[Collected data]

....

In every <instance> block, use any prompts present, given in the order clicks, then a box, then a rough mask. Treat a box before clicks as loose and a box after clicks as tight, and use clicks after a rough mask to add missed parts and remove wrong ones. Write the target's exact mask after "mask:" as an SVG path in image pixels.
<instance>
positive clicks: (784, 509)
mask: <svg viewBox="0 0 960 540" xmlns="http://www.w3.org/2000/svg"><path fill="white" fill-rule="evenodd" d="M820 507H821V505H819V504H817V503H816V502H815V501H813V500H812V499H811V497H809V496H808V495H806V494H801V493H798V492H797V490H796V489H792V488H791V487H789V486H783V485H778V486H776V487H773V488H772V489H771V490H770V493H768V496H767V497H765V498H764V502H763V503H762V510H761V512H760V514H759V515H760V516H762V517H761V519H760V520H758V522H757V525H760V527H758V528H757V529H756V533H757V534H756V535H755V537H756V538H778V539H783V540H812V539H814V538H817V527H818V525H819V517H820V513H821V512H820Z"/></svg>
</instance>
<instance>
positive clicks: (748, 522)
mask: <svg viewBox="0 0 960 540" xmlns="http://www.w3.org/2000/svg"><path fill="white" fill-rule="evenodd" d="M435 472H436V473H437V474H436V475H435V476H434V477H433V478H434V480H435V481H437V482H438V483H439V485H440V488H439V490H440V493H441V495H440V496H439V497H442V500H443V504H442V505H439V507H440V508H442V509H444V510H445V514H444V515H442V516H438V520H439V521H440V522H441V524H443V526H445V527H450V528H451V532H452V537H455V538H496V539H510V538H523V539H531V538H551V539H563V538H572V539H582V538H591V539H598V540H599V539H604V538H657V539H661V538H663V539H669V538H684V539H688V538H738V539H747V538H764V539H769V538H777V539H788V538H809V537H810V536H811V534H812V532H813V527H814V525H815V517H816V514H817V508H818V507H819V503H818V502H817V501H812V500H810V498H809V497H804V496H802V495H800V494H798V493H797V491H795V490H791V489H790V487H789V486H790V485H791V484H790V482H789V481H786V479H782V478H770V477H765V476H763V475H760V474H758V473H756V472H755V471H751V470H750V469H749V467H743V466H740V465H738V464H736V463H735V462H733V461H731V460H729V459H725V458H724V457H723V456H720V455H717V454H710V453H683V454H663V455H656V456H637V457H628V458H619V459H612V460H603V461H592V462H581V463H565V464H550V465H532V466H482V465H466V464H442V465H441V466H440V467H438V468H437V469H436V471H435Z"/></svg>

....

[Exercise aim] An exact transcription of the data above is required.

[Exercise solution]
In every <instance> block, use any prompts present, given in the order clicks, then a box, then a rough mask. Treat a box before clicks as loose and a box after clicks as tight, and use clicks after a rough mask to add missed parts and remove wrong ones. Write the target's exact mask after "mask:" as an SVG path in image pixels.
<instance>
positive clicks: (784, 509)
mask: <svg viewBox="0 0 960 540" xmlns="http://www.w3.org/2000/svg"><path fill="white" fill-rule="evenodd" d="M820 507H821V505H819V504H817V503H816V502H815V501H813V500H812V499H811V497H809V496H808V495H806V494H801V493H798V492H797V490H796V489H792V488H791V487H789V486H783V485H778V486H776V487H773V488H772V489H771V490H770V493H768V496H767V497H765V498H764V502H763V503H762V510H761V512H760V514H759V515H760V516H762V517H761V519H760V520H758V522H757V525H760V527H758V528H757V529H756V533H757V534H756V535H755V537H756V538H778V539H783V540H812V539H814V538H817V527H818V525H819V517H820V513H821V512H820Z"/></svg>
</instance>
<instance>
positive clicks: (748, 522)
mask: <svg viewBox="0 0 960 540" xmlns="http://www.w3.org/2000/svg"><path fill="white" fill-rule="evenodd" d="M435 472H436V473H437V474H436V475H435V476H434V477H433V478H434V480H435V481H437V482H438V483H439V485H440V488H439V490H440V493H441V495H440V496H439V497H442V500H443V504H442V505H439V507H440V508H442V509H444V510H445V514H444V515H442V516H438V520H439V521H440V522H441V524H443V526H445V527H450V528H451V532H452V537H455V538H496V539H510V538H523V539H531V538H551V539H563V538H572V539H582V538H591V539H598V540H599V539H604V538H657V539H661V538H663V539H669V538H684V539H688V538H738V539H747V538H764V539H769V538H777V539H788V538H809V537H810V536H811V534H812V532H813V527H814V525H815V517H816V514H817V508H818V507H819V503H818V502H817V501H812V500H810V498H809V497H804V496H802V495H800V494H798V493H797V491H795V490H791V489H790V487H789V486H790V485H791V484H790V482H789V481H786V479H782V478H770V477H765V476H763V475H760V474H758V473H756V472H755V471H751V470H750V469H749V467H743V466H740V465H738V464H736V463H735V462H733V461H731V460H729V459H725V458H724V457H723V456H720V455H717V454H710V453H683V454H663V455H656V456H637V457H628V458H619V459H612V460H603V461H592V462H581V463H565V464H550V465H532V466H482V465H466V464H442V465H441V466H440V467H438V468H437V469H436V471H435Z"/></svg>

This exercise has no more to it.